# THE TASK:
Render everything from the line containing "Roster-mapping task: tag the player's left" down to the last of the lines below as a Markdown table with the columns Row and Line, numbering each row and omitting blank lines.

# INPUT:
+ + +

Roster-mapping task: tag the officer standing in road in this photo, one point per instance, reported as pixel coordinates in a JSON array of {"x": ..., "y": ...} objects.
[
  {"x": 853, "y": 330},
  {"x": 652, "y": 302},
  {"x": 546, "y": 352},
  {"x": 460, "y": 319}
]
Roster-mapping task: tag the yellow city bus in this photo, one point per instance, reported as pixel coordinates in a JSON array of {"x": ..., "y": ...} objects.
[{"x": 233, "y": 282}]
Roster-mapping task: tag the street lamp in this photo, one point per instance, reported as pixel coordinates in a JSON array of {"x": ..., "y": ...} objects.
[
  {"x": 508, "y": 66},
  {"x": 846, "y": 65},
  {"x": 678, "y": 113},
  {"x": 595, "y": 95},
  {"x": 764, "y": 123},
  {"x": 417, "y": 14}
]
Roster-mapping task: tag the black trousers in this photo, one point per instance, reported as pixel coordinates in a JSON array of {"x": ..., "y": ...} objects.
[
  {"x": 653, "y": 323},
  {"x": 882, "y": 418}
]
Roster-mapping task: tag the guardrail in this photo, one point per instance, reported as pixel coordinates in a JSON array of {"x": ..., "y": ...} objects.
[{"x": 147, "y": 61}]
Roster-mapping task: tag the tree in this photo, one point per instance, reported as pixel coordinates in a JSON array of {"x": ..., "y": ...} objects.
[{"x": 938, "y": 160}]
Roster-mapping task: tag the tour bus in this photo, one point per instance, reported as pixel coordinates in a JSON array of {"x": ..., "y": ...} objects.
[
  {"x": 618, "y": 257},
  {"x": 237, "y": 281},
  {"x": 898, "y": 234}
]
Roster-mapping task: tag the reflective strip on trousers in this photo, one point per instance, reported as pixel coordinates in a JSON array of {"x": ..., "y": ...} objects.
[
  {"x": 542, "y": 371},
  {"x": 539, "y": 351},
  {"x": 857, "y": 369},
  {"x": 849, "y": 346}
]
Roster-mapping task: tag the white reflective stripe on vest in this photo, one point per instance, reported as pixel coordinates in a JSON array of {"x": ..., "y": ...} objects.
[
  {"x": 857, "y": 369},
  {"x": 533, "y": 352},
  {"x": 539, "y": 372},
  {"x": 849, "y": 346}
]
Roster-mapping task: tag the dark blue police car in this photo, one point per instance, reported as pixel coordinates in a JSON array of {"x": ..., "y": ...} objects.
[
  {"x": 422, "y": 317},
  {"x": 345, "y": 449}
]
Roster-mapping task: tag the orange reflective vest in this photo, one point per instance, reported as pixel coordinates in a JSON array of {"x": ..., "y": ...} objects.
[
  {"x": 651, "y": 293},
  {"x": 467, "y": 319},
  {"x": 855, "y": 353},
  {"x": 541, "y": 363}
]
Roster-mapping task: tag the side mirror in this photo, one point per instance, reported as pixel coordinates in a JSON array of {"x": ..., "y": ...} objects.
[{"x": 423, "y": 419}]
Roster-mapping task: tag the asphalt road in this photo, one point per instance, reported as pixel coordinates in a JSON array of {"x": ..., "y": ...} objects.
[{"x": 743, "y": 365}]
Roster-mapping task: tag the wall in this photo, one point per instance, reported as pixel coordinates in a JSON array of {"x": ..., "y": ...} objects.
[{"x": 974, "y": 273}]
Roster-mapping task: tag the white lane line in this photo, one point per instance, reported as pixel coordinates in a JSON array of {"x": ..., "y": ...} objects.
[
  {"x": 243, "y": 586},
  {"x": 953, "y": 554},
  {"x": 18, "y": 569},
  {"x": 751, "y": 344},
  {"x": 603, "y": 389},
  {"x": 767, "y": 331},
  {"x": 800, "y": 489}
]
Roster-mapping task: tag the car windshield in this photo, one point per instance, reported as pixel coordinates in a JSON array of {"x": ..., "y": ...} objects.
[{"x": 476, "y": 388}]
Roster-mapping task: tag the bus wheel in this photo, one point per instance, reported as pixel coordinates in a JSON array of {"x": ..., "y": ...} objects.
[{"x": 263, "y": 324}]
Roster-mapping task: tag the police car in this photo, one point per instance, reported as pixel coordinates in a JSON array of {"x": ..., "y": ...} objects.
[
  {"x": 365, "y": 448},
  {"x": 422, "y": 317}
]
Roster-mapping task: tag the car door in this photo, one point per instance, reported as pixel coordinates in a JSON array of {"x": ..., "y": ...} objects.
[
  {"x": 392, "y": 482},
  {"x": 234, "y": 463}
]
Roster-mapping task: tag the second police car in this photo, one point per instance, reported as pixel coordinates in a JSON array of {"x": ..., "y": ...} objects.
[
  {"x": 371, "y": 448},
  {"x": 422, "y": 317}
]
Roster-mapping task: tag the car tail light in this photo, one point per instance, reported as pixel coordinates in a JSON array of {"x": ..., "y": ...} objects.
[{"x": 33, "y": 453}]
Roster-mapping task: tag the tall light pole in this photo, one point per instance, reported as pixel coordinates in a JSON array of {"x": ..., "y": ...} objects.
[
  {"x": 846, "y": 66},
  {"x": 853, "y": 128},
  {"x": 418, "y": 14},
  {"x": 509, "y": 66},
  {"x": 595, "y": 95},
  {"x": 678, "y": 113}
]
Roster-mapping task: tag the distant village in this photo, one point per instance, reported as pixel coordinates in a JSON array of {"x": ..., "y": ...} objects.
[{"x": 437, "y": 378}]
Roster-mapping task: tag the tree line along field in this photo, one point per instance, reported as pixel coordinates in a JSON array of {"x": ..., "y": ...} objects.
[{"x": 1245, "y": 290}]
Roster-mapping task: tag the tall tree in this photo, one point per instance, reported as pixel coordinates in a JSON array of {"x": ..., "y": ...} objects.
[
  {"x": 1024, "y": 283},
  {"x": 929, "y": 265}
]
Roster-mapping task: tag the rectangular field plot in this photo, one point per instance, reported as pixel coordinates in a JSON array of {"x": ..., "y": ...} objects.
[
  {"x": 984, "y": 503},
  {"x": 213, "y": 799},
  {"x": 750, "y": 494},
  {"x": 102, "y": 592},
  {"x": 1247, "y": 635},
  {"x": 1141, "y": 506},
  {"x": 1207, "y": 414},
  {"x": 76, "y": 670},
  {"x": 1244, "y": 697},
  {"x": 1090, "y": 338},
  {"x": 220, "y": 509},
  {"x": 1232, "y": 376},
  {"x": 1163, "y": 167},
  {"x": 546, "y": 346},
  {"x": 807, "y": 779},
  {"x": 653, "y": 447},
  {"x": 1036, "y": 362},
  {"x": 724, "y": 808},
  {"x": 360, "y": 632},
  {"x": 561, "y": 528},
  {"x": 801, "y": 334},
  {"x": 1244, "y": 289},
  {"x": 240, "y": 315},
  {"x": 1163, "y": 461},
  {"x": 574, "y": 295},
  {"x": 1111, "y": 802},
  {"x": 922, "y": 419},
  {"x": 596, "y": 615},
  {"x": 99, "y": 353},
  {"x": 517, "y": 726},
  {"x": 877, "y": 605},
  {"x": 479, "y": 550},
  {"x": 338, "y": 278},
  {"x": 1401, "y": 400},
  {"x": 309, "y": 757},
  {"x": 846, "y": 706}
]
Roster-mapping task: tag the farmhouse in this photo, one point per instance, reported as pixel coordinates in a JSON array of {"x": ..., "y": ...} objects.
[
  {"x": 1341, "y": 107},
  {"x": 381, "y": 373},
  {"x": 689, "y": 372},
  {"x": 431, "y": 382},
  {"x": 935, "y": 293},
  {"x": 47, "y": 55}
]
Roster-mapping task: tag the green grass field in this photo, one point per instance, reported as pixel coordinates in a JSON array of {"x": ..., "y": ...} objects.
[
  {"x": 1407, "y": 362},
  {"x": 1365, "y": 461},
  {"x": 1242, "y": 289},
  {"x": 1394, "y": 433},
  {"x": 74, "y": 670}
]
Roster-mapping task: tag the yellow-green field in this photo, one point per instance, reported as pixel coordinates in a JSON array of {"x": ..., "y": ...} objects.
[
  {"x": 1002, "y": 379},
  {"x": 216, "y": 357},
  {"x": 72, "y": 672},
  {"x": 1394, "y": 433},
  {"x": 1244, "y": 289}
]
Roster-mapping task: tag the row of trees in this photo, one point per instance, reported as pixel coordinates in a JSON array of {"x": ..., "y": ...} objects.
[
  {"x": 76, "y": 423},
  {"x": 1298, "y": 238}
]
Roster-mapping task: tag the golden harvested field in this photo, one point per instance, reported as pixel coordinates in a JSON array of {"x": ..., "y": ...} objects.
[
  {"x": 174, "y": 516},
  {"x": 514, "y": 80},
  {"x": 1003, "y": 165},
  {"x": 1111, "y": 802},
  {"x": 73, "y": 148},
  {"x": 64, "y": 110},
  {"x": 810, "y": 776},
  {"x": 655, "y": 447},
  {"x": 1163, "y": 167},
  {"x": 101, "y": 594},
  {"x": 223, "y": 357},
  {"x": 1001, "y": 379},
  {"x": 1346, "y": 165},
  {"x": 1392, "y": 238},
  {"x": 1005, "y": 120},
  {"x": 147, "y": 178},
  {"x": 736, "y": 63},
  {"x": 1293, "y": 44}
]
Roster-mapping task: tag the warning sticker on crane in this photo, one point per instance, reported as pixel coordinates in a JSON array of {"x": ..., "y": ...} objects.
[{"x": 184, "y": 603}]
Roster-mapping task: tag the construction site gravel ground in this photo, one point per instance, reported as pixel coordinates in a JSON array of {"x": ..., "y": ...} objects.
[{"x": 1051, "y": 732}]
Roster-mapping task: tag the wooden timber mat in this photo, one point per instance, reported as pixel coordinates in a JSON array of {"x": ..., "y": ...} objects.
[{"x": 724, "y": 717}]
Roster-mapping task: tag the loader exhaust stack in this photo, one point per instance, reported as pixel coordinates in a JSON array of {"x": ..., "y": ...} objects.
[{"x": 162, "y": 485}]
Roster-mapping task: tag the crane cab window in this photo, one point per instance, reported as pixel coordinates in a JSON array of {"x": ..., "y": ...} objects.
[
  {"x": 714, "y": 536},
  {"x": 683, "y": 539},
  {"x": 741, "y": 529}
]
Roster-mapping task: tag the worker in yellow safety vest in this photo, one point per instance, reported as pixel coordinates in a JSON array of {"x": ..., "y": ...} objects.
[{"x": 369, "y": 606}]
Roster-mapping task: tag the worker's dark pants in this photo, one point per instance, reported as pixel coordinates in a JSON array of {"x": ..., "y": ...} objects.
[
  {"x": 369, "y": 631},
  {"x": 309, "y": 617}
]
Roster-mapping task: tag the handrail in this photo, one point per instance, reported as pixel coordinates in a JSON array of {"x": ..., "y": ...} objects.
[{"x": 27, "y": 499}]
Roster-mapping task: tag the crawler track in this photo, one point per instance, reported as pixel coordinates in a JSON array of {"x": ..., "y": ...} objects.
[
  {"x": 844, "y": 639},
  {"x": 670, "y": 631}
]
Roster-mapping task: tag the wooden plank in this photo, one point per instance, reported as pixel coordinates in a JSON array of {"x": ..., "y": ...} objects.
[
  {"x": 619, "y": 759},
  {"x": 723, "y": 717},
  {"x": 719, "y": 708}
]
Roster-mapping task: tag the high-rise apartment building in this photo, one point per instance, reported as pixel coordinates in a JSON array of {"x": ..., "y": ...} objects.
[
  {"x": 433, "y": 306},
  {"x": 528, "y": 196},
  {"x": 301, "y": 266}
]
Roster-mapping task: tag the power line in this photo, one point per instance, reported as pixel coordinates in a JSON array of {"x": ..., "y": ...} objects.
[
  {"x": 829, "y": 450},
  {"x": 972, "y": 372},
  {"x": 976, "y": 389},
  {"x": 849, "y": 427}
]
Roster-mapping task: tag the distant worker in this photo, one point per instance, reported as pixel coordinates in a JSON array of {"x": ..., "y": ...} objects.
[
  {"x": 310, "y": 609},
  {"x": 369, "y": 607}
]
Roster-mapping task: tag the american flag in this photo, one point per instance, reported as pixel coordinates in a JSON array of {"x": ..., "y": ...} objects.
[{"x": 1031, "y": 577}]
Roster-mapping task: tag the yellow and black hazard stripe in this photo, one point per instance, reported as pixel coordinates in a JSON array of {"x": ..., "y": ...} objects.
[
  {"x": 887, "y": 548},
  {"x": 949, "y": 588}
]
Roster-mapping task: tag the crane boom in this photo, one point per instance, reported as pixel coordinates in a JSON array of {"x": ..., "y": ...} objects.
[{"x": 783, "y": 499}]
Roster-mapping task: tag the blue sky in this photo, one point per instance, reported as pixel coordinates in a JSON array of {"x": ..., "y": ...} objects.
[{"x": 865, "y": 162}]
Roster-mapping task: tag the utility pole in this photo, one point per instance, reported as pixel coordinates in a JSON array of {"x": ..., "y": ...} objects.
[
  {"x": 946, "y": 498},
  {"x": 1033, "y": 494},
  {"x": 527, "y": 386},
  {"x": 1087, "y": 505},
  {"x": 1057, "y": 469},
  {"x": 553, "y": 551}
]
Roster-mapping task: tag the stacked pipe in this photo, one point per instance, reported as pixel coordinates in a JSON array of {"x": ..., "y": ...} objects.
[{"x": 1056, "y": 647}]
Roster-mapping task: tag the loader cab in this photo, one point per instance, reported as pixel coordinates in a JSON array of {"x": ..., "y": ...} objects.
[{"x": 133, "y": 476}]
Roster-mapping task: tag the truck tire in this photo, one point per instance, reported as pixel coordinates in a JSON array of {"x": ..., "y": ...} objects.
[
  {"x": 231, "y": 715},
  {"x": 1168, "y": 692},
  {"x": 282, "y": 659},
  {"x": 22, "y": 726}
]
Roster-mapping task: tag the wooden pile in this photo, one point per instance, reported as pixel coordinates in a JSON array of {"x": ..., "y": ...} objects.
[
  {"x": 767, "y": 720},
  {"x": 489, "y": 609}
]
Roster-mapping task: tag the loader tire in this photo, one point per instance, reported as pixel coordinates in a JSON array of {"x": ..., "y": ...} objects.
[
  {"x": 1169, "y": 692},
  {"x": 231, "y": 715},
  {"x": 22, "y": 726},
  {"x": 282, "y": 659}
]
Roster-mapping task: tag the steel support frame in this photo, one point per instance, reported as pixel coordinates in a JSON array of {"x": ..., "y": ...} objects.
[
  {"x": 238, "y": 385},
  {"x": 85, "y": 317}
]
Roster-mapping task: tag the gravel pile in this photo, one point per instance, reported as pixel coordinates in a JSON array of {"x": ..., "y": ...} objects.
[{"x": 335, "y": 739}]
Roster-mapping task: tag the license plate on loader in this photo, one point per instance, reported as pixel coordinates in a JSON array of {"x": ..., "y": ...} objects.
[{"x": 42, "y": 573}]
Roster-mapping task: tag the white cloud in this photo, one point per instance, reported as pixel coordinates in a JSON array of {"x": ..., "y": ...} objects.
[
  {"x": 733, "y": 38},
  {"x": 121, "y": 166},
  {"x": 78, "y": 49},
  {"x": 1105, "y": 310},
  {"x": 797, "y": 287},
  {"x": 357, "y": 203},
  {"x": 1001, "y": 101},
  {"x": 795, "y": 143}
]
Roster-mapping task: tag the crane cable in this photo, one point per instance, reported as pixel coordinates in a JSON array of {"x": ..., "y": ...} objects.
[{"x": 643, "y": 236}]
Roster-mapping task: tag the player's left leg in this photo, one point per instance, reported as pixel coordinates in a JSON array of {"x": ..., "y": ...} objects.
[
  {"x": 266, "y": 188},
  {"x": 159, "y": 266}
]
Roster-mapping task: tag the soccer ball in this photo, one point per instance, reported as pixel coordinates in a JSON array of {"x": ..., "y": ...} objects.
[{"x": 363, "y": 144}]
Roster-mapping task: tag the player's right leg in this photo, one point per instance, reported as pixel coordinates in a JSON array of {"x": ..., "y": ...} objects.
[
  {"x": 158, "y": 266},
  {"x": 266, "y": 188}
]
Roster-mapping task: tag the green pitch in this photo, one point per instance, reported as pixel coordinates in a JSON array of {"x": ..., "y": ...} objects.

+ + +

# WRITTEN RESPONSE:
| Row | Line |
|---|---|
| 1 | Roster-mapping task: tag the player's left leg in this photo, one point per instance, reported as pixel coordinates in a JSON array of {"x": ..., "y": ...} objects. |
| 2 | [ |
| 3 |   {"x": 266, "y": 188}, |
| 4 |   {"x": 159, "y": 266} |
| 5 | ] |
| 6 | Roster-mapping task: tag the soccer ball in this photo, one point per instance, reported as pixel coordinates in a JSON array of {"x": ..., "y": ...} objects. |
| 7 | [{"x": 363, "y": 144}] |
| 8 | Roster-mapping task: tag the player's right leg in this photo, one point per instance, reported as pixel coordinates in a JSON array of {"x": ..., "y": ...} objects. |
| 9 | [ |
| 10 |   {"x": 158, "y": 266}, |
| 11 |   {"x": 266, "y": 188} |
| 12 | ] |
| 13 | Roster-mapping task: tag the green pitch in this photo, one point per instance, reported as pixel coordinates in a JSON array of {"x": ..., "y": ...} objects. |